▶ Text to read
## start

The Impostor President Gets Caught
By Jack Cashill
During the 2008 presidential campaign, the New York Times
ran an article on what psychologists call the "impostor phenomenon." To
measure it, they ask test subjects questions like, "At times, I feel my
success has been due to some kind of luck" or "I can give the
impression that I'm more competent than I really am."
Although the article had nothing to do with Barack Obama, he would surely have scored off the charts had he answered those questions honestly. He was a reasonably bright guy but not the "brilliant" author and savant white liberals thought him to be. His "luck" derived from the fact that he grew up almost exactly as those liberals had but in the body of a black man. Hearing him they heard themselves. Seeing him say what he said surprised them, validated them, delighted them with its very whiteness. Although they would be the last to admit it, they suffered conspicuously from what George Bush has called "the soft bigotry of low expectations."
In speaking of Obama in early 2007, Joe Biden framed those expectations with dunderheaded clarity. "I mean you got the first mainstream African-American presidential candidate who is articulate and bright and clean and a nice-looking guy." Not to be out-patronized, Senate majority Leader Harry Reid found comfort in Obama's having "no Negro dialect." The always-observant Shelby Steele summed up the phenomenon, "Blacks like Obama, who show merit where mediocrity is expected, enjoy a kind of reverse stigma, a slightly inflated reputation for 'freshness' and excellence because they defy expectations."

## end

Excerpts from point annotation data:
## start

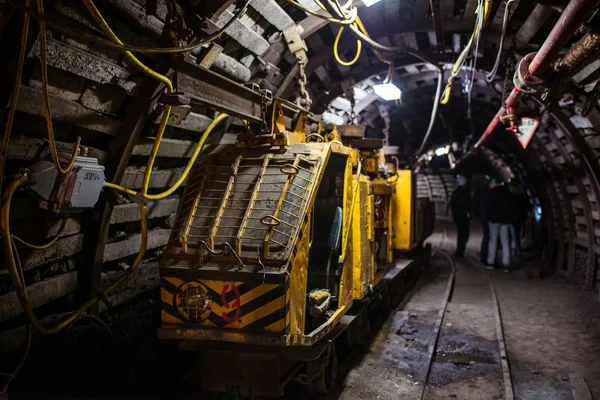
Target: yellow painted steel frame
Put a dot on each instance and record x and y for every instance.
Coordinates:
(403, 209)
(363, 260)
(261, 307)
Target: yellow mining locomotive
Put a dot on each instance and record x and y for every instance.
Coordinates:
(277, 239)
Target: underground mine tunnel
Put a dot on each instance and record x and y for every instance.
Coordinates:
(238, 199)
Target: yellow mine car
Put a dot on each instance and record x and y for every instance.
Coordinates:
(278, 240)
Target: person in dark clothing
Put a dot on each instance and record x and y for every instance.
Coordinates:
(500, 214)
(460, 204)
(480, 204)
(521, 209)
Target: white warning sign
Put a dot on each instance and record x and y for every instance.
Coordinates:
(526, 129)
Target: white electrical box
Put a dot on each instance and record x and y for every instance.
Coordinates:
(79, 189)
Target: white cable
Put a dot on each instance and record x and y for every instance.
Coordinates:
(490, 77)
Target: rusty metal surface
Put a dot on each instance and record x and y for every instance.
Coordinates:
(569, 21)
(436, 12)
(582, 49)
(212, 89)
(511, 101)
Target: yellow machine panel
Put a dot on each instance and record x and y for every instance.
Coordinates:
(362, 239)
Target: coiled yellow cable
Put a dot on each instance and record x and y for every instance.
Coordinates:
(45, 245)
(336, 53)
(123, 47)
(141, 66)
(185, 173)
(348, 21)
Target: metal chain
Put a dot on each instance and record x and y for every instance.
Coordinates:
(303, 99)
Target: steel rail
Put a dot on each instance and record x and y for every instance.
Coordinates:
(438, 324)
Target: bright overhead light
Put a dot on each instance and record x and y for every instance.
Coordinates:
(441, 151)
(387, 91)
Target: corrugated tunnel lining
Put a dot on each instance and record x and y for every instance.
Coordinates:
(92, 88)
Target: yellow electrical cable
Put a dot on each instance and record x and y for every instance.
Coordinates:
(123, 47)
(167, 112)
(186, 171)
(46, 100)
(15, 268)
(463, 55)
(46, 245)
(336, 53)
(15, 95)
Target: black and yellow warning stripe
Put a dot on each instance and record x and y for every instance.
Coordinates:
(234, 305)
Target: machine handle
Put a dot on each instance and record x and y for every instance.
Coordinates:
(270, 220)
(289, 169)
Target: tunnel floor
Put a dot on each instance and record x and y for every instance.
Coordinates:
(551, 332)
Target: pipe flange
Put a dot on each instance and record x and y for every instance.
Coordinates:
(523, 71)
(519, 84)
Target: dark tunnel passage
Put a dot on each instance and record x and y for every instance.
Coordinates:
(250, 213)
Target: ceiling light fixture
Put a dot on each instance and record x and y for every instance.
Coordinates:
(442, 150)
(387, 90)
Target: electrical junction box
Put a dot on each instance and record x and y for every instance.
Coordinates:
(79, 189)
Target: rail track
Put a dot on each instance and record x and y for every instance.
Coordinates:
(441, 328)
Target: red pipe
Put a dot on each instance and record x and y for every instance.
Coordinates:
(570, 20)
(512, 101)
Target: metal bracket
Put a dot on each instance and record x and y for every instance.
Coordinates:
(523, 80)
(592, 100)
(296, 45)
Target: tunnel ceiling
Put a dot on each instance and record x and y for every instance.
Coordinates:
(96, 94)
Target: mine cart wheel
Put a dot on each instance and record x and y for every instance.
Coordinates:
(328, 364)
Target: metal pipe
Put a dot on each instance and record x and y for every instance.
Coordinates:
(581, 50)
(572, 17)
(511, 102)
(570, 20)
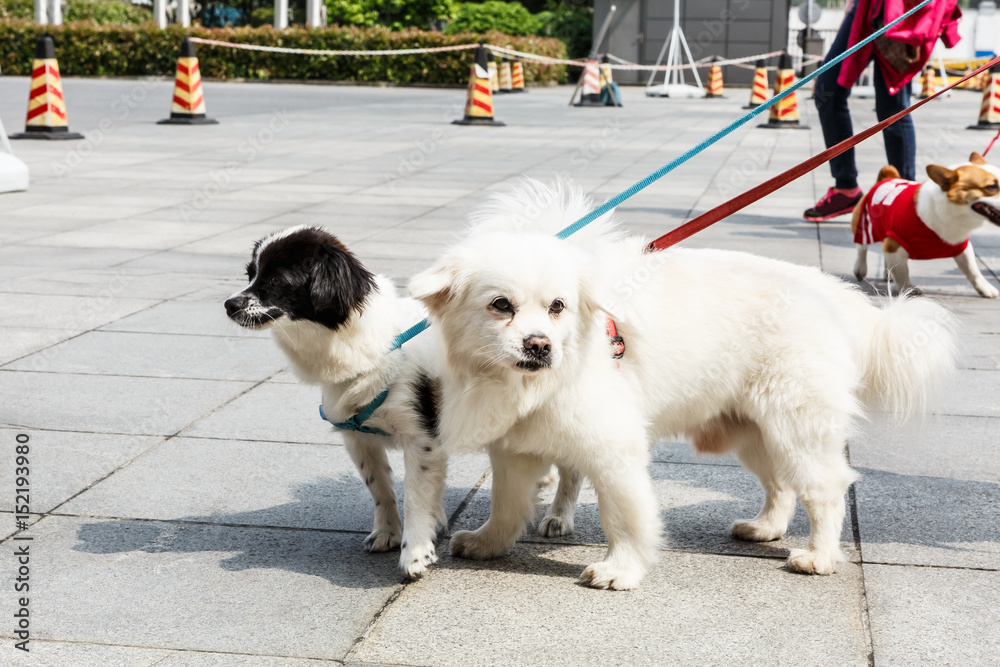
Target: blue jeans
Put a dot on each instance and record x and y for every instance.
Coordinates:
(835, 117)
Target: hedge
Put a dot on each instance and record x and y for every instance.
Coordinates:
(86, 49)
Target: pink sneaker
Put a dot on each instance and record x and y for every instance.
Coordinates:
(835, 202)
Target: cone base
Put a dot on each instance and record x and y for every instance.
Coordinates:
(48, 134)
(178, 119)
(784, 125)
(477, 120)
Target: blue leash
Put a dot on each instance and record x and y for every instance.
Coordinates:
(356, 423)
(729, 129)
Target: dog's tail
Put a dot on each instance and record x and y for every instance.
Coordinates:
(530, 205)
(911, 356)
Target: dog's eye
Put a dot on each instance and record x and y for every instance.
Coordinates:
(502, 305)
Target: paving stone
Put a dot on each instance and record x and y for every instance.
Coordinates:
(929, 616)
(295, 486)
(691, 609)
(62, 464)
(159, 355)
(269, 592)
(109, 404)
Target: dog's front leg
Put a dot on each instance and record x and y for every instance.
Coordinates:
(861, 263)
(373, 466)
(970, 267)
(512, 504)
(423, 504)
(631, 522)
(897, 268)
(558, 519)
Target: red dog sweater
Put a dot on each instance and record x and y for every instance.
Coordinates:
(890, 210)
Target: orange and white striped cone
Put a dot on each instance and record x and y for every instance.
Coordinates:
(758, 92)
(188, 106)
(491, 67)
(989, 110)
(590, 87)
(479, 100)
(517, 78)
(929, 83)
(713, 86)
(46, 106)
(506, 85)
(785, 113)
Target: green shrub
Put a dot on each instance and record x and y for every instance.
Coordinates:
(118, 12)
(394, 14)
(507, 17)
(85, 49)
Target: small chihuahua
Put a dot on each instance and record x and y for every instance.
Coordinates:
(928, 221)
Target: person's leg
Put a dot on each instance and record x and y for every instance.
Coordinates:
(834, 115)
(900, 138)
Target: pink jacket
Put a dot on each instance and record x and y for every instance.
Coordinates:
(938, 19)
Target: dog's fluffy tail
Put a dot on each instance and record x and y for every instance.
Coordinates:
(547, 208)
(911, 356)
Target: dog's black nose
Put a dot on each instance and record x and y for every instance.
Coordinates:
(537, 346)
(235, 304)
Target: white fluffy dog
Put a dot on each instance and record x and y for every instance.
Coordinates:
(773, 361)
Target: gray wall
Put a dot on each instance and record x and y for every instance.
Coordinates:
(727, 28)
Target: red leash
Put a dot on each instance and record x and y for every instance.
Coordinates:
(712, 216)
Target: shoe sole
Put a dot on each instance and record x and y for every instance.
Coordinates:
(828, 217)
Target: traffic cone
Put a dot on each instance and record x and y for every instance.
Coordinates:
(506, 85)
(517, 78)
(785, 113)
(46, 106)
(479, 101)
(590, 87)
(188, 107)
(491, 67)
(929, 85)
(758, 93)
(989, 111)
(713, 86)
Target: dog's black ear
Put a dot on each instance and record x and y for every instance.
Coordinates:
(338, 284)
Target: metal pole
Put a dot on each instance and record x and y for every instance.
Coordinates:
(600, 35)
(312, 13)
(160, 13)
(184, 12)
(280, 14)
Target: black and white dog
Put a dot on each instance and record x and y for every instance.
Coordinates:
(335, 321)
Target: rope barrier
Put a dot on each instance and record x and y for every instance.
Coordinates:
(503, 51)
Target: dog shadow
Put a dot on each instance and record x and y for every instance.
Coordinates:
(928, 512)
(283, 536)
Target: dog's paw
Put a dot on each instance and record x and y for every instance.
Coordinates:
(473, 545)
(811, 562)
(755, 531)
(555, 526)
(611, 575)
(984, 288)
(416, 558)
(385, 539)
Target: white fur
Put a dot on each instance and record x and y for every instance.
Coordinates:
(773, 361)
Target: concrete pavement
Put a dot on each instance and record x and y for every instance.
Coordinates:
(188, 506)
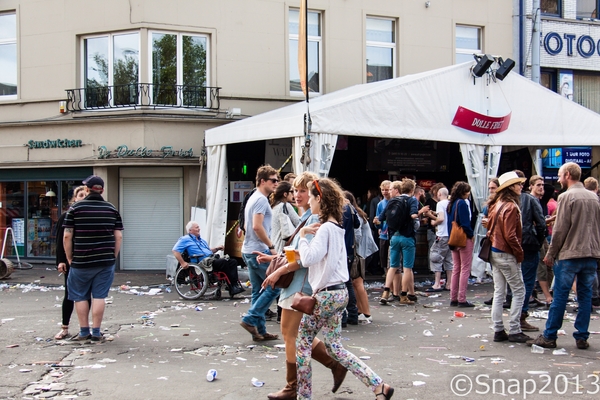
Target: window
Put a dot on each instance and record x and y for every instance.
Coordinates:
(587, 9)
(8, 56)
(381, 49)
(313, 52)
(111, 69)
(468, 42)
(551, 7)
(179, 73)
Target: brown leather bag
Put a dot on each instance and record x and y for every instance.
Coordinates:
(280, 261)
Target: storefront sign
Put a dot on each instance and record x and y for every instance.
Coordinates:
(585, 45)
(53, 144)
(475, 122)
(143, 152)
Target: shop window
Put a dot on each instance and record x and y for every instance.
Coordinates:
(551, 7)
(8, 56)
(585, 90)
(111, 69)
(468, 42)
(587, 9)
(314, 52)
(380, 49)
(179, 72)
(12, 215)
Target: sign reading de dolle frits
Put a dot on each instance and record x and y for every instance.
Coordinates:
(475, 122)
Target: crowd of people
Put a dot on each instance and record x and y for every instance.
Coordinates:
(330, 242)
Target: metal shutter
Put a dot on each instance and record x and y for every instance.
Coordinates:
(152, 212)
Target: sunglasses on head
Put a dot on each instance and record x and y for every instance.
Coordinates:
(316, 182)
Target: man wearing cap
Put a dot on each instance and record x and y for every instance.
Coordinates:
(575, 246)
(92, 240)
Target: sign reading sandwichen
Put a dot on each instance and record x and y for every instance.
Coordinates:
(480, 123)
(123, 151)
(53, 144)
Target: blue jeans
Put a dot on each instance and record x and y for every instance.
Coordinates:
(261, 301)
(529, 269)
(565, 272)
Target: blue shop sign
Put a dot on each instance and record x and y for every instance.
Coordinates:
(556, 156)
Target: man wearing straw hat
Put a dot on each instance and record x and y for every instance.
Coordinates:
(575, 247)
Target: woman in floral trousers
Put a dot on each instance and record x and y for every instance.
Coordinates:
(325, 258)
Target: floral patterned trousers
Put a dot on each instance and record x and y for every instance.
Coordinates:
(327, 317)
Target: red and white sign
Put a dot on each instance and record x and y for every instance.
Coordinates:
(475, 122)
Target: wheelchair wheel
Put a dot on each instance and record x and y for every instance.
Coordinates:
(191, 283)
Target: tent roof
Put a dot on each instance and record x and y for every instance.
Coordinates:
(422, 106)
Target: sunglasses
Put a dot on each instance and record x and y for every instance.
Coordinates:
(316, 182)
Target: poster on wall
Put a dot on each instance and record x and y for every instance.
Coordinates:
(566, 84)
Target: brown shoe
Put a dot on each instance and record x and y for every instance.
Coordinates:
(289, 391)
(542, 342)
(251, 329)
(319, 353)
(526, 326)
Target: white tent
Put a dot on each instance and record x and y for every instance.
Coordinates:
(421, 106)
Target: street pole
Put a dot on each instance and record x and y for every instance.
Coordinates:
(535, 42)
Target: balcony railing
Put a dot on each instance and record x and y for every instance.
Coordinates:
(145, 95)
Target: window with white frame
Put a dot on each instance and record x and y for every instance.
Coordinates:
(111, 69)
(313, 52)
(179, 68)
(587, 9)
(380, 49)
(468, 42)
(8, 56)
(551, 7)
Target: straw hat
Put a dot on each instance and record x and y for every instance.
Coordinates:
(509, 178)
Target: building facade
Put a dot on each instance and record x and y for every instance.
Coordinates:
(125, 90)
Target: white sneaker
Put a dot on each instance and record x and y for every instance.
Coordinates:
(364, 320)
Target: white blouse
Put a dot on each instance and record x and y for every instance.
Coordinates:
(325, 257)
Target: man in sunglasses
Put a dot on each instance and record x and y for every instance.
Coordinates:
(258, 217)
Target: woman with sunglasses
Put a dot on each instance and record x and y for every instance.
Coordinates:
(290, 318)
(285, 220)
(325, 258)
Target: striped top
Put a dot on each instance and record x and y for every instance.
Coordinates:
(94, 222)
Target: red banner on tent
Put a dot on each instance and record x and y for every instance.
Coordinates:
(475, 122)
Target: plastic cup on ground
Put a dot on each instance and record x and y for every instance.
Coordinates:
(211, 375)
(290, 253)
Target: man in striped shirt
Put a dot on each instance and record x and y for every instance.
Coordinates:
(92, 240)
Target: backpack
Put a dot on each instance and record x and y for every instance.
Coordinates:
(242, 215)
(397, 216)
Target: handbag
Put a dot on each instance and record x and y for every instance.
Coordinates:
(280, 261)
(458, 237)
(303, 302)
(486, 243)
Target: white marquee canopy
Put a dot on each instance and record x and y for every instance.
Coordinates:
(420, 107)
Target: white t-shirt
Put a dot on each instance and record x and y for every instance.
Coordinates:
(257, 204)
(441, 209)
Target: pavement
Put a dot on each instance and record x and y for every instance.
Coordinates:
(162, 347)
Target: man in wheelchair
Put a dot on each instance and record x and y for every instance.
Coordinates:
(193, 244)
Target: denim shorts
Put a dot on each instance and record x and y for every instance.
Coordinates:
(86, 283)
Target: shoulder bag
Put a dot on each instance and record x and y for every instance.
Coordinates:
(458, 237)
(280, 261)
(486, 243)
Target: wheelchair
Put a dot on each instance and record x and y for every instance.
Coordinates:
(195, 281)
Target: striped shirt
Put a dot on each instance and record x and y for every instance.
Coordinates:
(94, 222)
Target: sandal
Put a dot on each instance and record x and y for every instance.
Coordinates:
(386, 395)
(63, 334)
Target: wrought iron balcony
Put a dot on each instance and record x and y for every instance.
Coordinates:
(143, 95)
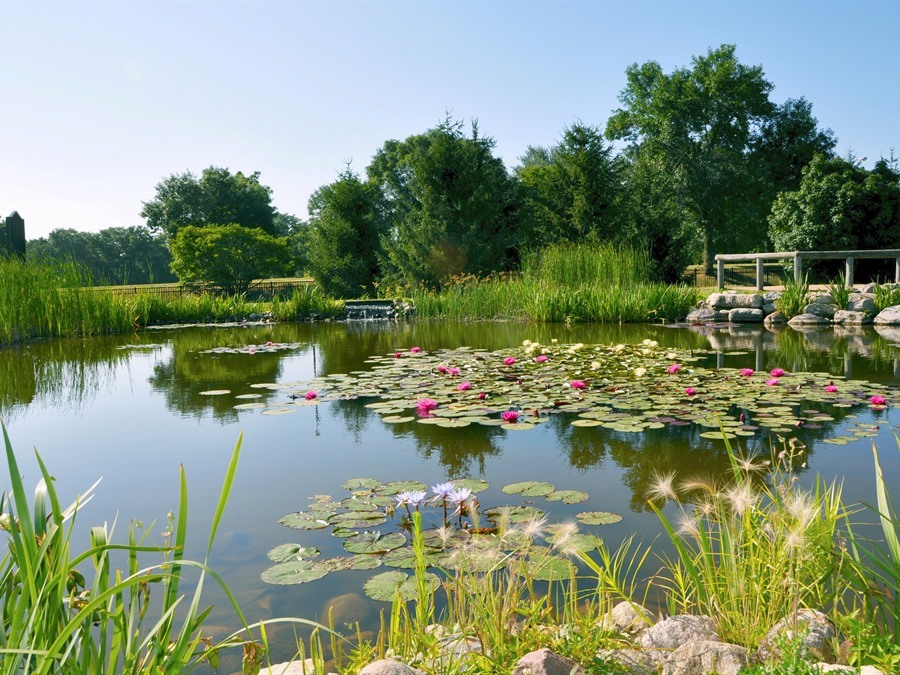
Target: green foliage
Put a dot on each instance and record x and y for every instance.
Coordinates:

## end

▶ Short task
Answer these questions about the opinion piece on the impostor phenomenon:
1. Which newspaper ran the article on the "impostor phenomenon"?
2. When did Joe Biden make the quoted remark about Obama?
3. Who is credited with the phrase "the soft bigotry of low expectations"?

▶ In response
1. The New York Times.
2. In early 2007.
3. George Bush.